**THE PROBLEM**. Please turn the lines of the listing below, from the line containing "Identify the green grass" through the last line of the listing, into a numbered list with blank lines omitted.
========================
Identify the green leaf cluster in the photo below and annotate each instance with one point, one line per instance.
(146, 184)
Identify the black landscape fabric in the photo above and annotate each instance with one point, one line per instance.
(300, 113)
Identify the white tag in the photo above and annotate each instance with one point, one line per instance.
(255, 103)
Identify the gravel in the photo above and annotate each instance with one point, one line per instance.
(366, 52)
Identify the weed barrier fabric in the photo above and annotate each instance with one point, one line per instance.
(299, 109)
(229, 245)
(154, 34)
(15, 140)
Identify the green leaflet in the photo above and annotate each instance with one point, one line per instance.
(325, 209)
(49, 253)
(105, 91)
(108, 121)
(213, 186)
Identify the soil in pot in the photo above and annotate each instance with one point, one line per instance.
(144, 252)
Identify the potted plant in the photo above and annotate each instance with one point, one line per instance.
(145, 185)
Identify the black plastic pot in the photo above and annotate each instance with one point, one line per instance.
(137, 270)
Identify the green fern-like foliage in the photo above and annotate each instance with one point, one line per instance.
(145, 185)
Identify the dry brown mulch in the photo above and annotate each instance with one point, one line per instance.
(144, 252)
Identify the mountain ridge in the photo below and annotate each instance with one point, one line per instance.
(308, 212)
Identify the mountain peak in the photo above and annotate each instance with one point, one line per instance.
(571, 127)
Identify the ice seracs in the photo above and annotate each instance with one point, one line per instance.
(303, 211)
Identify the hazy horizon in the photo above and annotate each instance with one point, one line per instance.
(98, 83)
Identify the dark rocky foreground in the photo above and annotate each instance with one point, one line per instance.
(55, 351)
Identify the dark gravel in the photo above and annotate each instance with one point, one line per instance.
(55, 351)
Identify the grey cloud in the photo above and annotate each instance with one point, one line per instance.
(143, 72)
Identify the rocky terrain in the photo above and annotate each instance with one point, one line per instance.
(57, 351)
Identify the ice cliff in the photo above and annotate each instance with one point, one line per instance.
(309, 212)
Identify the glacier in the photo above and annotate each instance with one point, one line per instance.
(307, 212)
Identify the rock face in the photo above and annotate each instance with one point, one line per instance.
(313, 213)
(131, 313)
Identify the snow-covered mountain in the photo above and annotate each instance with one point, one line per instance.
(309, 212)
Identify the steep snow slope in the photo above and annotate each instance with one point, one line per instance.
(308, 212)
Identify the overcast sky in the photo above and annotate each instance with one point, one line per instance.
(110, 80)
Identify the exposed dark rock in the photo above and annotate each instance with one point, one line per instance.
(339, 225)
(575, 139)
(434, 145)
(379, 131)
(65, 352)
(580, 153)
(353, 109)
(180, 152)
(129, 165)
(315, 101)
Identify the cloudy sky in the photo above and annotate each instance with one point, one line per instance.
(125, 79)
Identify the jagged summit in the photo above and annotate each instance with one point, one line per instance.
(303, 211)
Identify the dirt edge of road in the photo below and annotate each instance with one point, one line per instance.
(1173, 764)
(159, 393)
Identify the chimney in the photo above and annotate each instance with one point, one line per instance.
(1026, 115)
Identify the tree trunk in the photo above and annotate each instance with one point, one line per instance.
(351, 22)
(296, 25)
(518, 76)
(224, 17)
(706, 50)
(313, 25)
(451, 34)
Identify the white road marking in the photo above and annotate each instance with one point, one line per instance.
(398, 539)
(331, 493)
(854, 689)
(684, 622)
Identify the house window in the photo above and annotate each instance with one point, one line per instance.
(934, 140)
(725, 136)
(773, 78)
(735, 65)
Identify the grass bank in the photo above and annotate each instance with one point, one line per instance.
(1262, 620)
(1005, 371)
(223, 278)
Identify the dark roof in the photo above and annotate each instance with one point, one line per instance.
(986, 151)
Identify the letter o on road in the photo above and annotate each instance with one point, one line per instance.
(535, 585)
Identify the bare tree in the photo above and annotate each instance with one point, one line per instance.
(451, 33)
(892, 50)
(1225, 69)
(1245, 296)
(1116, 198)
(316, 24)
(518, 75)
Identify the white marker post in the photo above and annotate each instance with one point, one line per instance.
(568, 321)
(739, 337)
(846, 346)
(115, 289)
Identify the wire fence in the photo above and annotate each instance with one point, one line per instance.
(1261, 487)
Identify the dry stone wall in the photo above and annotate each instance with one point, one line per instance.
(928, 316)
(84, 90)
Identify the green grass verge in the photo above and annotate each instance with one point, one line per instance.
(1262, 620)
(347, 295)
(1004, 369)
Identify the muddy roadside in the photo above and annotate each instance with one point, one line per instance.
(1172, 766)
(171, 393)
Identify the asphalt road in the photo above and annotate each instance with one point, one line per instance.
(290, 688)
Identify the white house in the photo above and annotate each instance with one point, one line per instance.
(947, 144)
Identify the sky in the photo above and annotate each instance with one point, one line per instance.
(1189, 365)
========================
**TASK RESULT**.
1. Identify the green grass verge in the photo above and annotate each instance with one point, one line per instance.
2. (1262, 620)
3. (347, 295)
4. (1004, 369)
5. Identify the muddy roadside in the photo above and annotate each instance with one point, one line per instance.
6. (1172, 766)
7. (171, 393)
8. Identify the asphalt road in the photo above and annotate each instance with one point, one line per instance.
9. (290, 688)
10. Identify the white house in the photo above and annotate each instance with one point, one line per instance.
11. (947, 144)
12. Identify the sky in the photo above and annotate each instance with one point, one line per instance.
13. (1189, 365)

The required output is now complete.